WRITTEN PROBLEM
Please rewrite all the material below with every "combine" changed to "merge", leaving everything else unchanged and the pictures out.

DATASET RECORDS
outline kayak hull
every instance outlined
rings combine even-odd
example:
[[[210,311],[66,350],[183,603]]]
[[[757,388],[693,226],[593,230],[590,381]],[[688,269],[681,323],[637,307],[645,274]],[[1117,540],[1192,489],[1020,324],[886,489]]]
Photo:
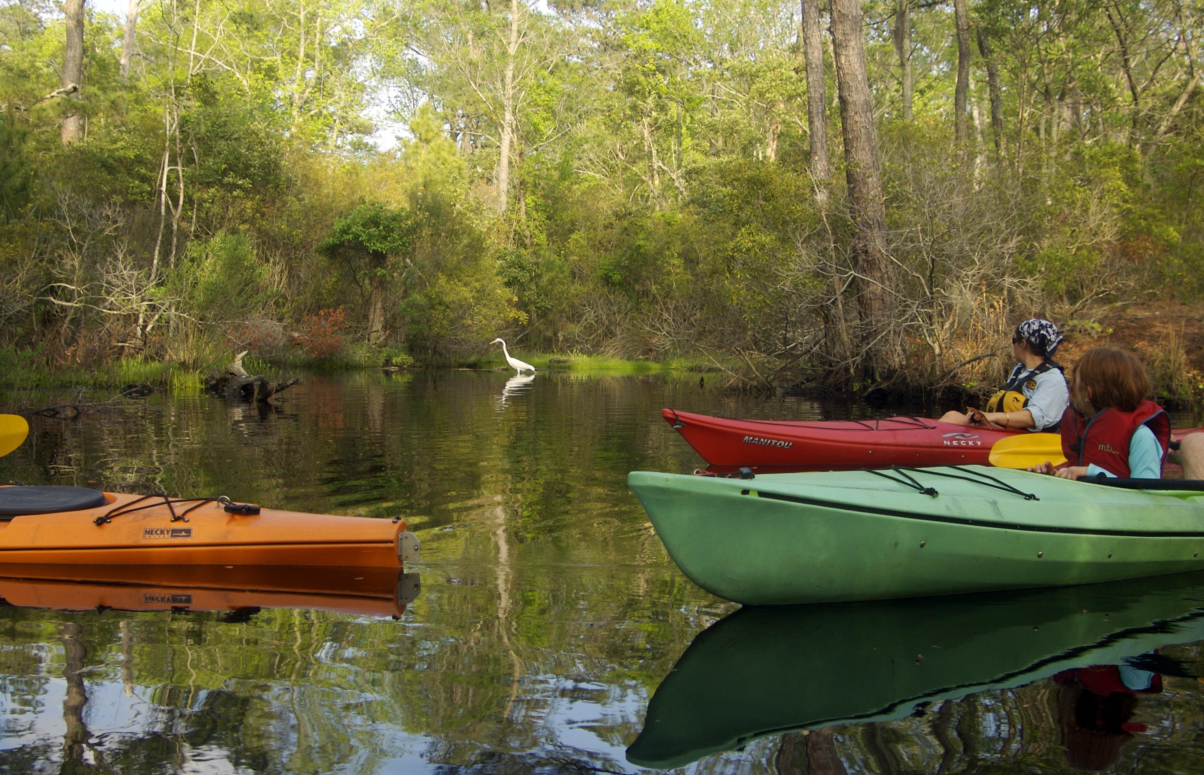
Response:
[[[106,504],[0,522],[0,566],[305,565],[400,568],[405,522],[105,493]],[[200,504],[182,516],[184,509]],[[146,507],[142,507],[146,506]],[[122,511],[129,509],[128,511]],[[106,519],[107,516],[107,519]],[[405,536],[405,538],[403,538]]]
[[[922,470],[914,478],[949,494],[923,495],[869,471],[752,481],[636,471],[628,483],[681,571],[708,592],[748,605],[1055,587],[1204,569],[1204,499],[1194,497],[1200,493],[1117,492],[982,470],[1043,494],[1025,500]],[[1096,503],[1079,500],[1087,495]]]
[[[1202,594],[1204,576],[1190,574],[1021,593],[740,609],[695,636],[665,676],[627,761],[680,768],[762,736],[921,716],[974,692],[1125,664],[1204,638]],[[921,762],[910,759],[910,770],[931,771]]]
[[[986,465],[991,446],[1017,430],[921,417],[836,422],[732,419],[661,410],[707,463],[719,466],[842,470],[887,465]]]
[[[399,617],[420,589],[397,568],[0,565],[10,605],[88,611],[311,609]]]

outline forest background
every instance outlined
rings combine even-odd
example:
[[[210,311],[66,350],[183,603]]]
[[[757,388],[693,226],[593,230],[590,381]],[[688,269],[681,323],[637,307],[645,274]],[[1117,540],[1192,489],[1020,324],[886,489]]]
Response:
[[[1204,293],[1202,30],[1199,0],[6,0],[0,360],[500,335],[987,383],[1017,319]],[[1162,392],[1198,392],[1173,334]]]

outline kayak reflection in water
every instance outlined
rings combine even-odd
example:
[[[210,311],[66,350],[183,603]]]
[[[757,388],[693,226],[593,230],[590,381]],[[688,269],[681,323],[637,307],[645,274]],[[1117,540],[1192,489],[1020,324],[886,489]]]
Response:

WRITTEN RESPONSE
outline kayak hull
every instance outlined
rings merge even-odd
example:
[[[210,311],[66,350],[183,603]]]
[[[757,388],[693,226],[593,230],[590,381]],[[688,269],[681,323],[637,307],[645,274]],[[1117,540],[1192,489],[1020,324],[886,489]]]
Photo:
Response:
[[[106,504],[0,522],[0,566],[305,565],[400,568],[405,522],[105,493]],[[200,504],[182,516],[184,509]],[[146,507],[142,507],[146,506]],[[122,511],[129,509],[128,511]],[[106,519],[107,516],[107,519]],[[405,536],[405,538],[403,538]]]
[[[922,470],[914,478],[949,494],[923,495],[869,471],[752,481],[636,471],[628,483],[681,571],[708,592],[748,605],[1055,587],[1204,569],[1204,499],[1194,497],[1200,493],[1117,492],[982,470],[1043,494],[1025,500]],[[1096,503],[1079,500],[1087,495]]]
[[[1202,594],[1204,576],[1190,574],[1021,593],[740,609],[695,636],[665,676],[627,761],[680,768],[762,736],[921,716],[974,692],[1125,664],[1204,638]],[[921,762],[910,759],[910,770],[931,771]]]
[[[986,465],[991,446],[1017,430],[921,417],[836,422],[732,419],[661,410],[707,463],[719,466],[842,470],[887,465]]]
[[[399,617],[420,589],[397,568],[0,565],[10,605],[88,611],[311,609]]]

outline forest background
every instance outlined
rings merge even-odd
example:
[[[210,311],[66,350],[183,603]]]
[[[757,388],[693,226],[593,230],[590,381]],[[688,269],[681,323],[637,307],[645,274]],[[1117,540],[1192,489],[1020,324],[886,489]]]
Response:
[[[1204,293],[1202,30],[1199,0],[6,0],[0,360],[500,335],[987,383],[1017,319]],[[1162,392],[1198,392],[1173,334]]]

outline kayak reflection in water
every instance outlined
rings merge even-odd
example:
[[[210,311],[66,350],[183,603]]]
[[[757,388],[693,226],[593,230],[590,381]],[[688,269],[681,323],[637,307],[645,274]],[[1117,540],[1192,489],[1020,324],[886,489]]]
Response:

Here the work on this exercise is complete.